CONSIGNE 1
Répondez aux questions suivantes sur l'extrait consacré à Origène et Eusèbe :
(a) Selon Origène, quelle est la fin du traitement que le Logos applique à chacun ?
(b) Dans quelle œuvre d'Eusèbe, et à quel endroit, se trouve l'explication des signes de l'avènement du Christ ?
(c) Quel quatrième facteur Peterson ajoute-t-il aux trois notions qu'il juge indissolublement liées ?

EXTRAIT DU DOCUMENT

════

Puis Origène répond à une autre objection de Celse, qui souhaite que tous les habitants de l’Empire « s’accordent pour observer une seule loi », tout autre que celle de la foi chrétienne. Origène répond en renvoyant à l’eschatologie et en soulignant que la souveraineté du Logos est créatrice de libertés :
Nous affirmons, nous, qu’un jour le Logos dominera toute la nature raisonnable et transformera chaque âme en sa propre perfection, au moment où chaque individu, n’usant que de sa simple liberté, choisira ce que veut le Logos et obtiendra l’état qu’il aura choisi (…). Car le Logos et sa puissance de guérir sont plus forts que tous les maux de l’âme. Il applique cette puissance à chacun selon la volonté de Dieu ; et la fin du traitement, c’est la destruction du mal[37].
- Eusèbe :
Une théologisation de l’unité politique de l’empire romain débouchant sur l’équivalence monarchie politique = monarchie divine (p. 137 ; p. 151).
Dans cet ordre d’idées, la personne même d’Auguste apparaît comme hautement importante pour le christianisme. Au fond, Auguste inaugure le monothéisme, c’est ce que suggèrent les développements d’Eusèbe, et Constantin ne fait qu’achever ce qu’avait entrepris Auguste[38].
La logique divine qui va d’Auguste à Constantin se récapitule comme suit :
Dans sa préface au livre VIII de la Démonstration évangélique (§ 3), Eusèbe explique que les signes de l’avènement du Christ annoncés dans les Écritures sont les suivants : la paix, la cessation du pluralisme politique sous forme d’États nationaux, le rejet de l’idolâtrie polythéiste et démoniaque et l’intuition religieuse du fait qu’il n’y a qu’un seul Dieu créateur qui règne sur les hommes. Donc principiellement, avec la monarchie d’Auguste, c’est le monothéisme qui commence. Le monothéisme métaphysique est le pendant de l’Imperium Romanum qui dissout les nations. Or ce qui, dans le principe, débute sous Auguste est devenu réalité sous Constantin. Lorsque Constantin soumet Licinius, il rétablit la monarchie politique, et assure du même coup la monarchie divine (Eusèbe, Vie de Constantin, II, 19)[39].
Et Peterson de conclure :
Les trois notions – Imperium Romanum, paix et monothéisme sont donc indissolublement liées. Un quatrième facteur s’y rajoute : la monarchie de l’empereur romain. Ce monarque unique sur terre, et c’est ce que représente Constantin pour Eusèbe, correspond au monarque divin unique dans les cieux[40].

════

LISTE DES ENREGISTREMENTS
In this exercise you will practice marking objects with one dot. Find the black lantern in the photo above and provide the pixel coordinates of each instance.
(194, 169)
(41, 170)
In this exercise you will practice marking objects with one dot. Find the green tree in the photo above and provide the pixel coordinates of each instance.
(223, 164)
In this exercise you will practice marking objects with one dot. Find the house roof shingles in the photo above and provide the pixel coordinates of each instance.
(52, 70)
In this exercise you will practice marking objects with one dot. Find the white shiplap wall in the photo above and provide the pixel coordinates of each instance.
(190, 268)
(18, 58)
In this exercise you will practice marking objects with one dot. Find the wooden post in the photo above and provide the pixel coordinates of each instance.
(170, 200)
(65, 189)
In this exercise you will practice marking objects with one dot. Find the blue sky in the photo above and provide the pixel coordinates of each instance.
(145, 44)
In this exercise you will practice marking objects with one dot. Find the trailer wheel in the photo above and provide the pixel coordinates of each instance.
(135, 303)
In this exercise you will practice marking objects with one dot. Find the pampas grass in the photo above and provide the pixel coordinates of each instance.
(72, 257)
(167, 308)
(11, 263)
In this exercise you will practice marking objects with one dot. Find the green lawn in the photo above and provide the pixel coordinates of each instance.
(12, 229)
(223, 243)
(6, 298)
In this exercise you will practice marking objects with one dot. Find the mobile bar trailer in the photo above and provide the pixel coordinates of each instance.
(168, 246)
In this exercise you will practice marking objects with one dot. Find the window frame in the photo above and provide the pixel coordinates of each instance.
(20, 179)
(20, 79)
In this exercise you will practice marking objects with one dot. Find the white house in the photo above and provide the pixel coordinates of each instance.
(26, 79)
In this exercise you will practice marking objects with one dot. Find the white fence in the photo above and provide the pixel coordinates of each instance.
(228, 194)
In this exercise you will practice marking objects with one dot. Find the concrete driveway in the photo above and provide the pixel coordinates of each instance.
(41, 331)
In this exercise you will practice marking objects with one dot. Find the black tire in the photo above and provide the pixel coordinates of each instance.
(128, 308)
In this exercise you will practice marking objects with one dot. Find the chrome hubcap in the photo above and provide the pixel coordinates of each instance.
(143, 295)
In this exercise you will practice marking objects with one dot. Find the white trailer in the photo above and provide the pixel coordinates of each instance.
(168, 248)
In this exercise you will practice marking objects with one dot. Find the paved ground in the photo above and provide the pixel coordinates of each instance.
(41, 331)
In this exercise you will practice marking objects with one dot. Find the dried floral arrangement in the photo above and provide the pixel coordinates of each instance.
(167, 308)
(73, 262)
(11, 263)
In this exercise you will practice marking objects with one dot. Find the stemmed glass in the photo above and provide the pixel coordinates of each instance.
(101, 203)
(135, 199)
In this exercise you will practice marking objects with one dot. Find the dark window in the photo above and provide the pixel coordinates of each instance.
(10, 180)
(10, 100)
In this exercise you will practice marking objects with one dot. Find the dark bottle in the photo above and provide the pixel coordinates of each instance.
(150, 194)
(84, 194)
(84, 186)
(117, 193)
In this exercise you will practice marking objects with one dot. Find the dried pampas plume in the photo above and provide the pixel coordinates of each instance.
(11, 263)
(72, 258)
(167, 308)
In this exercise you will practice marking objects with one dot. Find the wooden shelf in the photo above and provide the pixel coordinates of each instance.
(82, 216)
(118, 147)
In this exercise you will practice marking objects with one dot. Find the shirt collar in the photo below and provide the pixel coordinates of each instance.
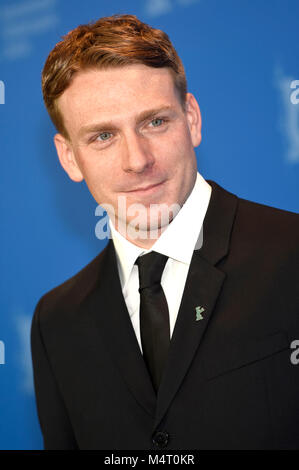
(178, 239)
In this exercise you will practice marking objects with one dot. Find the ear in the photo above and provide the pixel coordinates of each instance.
(66, 157)
(194, 119)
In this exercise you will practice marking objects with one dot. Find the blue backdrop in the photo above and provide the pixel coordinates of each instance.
(241, 60)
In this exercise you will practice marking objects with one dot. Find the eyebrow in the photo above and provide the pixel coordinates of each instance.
(100, 126)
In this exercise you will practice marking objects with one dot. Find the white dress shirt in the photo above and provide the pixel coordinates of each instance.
(178, 241)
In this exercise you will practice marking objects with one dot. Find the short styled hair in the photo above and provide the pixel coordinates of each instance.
(112, 41)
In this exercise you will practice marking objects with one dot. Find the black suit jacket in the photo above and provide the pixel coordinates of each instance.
(229, 382)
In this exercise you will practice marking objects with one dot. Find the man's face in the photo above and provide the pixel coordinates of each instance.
(129, 136)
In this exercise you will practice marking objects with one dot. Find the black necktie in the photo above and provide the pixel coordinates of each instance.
(154, 315)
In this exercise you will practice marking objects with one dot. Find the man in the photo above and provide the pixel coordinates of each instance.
(178, 334)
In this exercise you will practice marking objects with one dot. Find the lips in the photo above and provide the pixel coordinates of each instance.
(145, 188)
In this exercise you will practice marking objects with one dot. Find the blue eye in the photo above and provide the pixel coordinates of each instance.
(157, 119)
(105, 134)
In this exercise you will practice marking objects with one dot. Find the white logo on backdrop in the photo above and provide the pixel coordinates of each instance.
(289, 115)
(2, 92)
(21, 23)
(160, 7)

════

CONSIGNE 2
Dans les enregistrements, reprenez les lignes comprises entre celle qui contient « the blue eye » et la fin des enregistrements, bornes incluses, en remplaçant « pixel coordinates » par « exact pixel coordinates » sans rien modifier d'autre. Ne redonnez que ces lignes.

RÉPONSE 1
(a) La destruction du mal.
(b) Dans la préface au livre VIII de la Démonstration évangélique (§ 3).
(c) La monarchie de l'empereur romain.

RÉPONSE 2
In this exercise you will practice marking objects with one dot. Find the blue eye in the photo above and provide the exact pixel coordinates of each instance.
(157, 119)
(105, 134)
In this exercise you will practice marking objects with one dot. Find the white logo on backdrop in the photo above and provide the exact pixel coordinates of each instance.
(289, 115)
(2, 92)
(21, 23)
(160, 7)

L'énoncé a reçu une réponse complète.